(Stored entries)
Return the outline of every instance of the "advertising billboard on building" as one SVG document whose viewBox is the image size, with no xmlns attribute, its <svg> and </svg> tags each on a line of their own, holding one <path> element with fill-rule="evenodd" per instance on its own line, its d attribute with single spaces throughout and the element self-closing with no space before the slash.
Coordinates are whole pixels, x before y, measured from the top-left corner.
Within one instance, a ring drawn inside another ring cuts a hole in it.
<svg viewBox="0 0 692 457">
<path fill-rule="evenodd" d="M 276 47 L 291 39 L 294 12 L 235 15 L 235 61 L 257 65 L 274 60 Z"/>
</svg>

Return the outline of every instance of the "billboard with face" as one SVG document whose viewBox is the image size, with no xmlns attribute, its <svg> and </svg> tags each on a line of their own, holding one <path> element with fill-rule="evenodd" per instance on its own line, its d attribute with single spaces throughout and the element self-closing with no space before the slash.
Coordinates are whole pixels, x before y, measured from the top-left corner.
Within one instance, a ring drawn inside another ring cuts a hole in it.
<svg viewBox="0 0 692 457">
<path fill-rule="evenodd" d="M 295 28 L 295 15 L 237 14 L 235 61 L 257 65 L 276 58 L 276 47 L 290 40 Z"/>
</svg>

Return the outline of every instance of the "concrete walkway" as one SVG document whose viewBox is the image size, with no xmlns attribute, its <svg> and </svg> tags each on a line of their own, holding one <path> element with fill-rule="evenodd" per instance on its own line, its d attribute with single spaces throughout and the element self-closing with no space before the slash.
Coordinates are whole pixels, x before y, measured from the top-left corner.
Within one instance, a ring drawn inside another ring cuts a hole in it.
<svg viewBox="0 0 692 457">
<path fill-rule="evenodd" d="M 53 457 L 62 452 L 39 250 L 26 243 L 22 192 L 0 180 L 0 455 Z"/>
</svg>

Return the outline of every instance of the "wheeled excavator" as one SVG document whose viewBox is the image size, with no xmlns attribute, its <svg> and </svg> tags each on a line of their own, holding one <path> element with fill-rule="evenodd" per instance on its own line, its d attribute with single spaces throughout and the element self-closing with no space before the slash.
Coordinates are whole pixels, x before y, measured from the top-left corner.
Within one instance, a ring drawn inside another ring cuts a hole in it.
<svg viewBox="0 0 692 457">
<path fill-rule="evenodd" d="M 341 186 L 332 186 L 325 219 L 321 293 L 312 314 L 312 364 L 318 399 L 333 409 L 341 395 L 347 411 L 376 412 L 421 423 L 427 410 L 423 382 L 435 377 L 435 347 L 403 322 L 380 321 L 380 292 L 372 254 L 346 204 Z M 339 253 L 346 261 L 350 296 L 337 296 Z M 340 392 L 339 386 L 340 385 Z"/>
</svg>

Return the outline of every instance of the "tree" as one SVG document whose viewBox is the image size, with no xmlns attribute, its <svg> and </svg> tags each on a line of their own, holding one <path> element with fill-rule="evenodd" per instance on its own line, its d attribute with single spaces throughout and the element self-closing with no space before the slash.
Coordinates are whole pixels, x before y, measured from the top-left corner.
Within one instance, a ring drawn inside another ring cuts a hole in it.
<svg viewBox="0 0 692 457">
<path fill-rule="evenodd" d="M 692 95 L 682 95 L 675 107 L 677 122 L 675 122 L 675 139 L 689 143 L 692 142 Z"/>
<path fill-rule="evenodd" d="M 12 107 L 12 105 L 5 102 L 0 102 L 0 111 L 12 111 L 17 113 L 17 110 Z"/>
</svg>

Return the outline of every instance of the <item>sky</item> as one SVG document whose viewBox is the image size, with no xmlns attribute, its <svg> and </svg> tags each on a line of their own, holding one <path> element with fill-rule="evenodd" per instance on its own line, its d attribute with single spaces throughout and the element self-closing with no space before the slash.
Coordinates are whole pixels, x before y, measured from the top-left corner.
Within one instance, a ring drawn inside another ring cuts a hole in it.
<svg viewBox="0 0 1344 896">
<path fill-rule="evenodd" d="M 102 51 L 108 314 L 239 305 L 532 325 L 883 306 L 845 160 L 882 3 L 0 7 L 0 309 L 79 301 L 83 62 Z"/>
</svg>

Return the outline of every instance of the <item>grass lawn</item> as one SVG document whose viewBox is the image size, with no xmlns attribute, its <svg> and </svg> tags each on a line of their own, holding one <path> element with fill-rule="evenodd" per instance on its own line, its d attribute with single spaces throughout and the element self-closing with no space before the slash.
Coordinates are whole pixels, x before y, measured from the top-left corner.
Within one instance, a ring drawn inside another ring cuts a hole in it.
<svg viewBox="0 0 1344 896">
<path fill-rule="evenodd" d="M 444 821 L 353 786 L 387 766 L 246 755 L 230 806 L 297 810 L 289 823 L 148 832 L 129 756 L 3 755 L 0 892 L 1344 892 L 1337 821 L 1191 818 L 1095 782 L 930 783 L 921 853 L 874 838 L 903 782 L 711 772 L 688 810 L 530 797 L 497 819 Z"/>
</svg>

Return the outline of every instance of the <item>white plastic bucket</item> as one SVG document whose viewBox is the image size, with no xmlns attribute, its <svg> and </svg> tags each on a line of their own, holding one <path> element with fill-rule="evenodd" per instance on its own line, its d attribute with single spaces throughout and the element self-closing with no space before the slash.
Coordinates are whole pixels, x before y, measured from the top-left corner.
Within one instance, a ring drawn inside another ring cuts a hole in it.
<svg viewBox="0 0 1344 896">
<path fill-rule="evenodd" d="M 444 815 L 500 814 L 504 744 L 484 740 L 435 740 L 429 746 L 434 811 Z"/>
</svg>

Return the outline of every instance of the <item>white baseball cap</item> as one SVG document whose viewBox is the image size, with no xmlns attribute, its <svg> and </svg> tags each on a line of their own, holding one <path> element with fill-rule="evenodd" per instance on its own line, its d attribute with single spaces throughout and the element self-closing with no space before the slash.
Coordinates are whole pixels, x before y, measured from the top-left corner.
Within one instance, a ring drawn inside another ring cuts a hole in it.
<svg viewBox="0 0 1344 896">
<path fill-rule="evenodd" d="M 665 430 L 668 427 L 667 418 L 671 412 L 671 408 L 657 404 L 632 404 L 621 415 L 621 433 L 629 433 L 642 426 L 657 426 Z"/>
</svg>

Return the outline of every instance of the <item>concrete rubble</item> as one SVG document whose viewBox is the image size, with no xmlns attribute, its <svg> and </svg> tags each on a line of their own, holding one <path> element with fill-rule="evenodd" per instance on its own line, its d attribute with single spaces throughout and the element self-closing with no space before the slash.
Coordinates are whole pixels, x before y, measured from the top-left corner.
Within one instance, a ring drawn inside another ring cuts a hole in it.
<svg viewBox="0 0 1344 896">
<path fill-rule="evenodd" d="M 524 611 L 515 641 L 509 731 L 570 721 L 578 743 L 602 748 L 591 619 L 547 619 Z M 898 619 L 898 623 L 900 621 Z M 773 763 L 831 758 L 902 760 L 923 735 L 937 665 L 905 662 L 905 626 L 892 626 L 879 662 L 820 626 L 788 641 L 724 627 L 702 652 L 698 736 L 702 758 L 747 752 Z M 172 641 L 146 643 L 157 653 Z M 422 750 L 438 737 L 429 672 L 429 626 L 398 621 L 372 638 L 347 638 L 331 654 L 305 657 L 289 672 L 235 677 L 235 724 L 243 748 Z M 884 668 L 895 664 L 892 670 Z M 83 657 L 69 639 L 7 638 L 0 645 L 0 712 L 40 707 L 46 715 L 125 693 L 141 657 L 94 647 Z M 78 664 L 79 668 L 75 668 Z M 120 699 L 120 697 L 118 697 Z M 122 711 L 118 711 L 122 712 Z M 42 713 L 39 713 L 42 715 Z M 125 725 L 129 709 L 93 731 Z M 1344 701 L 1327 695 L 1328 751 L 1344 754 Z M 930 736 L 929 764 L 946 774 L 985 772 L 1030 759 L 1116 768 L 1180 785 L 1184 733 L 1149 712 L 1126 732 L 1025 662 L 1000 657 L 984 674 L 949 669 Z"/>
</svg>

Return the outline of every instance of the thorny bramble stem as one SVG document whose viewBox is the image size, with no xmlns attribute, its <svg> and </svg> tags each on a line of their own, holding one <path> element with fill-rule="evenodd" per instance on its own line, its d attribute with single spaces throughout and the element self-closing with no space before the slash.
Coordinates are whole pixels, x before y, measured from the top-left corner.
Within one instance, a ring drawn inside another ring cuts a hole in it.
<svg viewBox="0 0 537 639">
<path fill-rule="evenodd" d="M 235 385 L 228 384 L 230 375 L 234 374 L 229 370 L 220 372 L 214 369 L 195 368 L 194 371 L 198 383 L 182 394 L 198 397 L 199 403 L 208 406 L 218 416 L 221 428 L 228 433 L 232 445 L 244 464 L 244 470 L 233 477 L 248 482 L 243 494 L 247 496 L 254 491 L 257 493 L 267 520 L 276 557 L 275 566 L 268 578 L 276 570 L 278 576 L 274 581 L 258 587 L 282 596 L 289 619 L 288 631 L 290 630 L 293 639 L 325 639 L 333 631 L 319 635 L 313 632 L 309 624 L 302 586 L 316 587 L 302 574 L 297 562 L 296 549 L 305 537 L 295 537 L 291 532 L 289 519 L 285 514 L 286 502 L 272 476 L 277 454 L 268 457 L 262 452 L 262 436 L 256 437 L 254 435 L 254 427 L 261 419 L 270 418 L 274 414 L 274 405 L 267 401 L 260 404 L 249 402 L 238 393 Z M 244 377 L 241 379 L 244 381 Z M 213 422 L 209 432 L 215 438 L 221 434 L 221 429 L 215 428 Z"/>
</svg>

• **Instruction**:
Which lines of the records above contain the word "wheeled"? Pick out each of them and copy it in full.

• **Output for this task**:
Return the outline of every instance of the "wheeled excavator" as one SVG document whose viewBox is the image size, with no xmlns attribute, its <svg> and </svg> tags each on a line of their own, holding one <path> element with fill-rule="evenodd" per instance on its own line, its d attribute with single spaces throughout and the element self-closing with no space before the slash.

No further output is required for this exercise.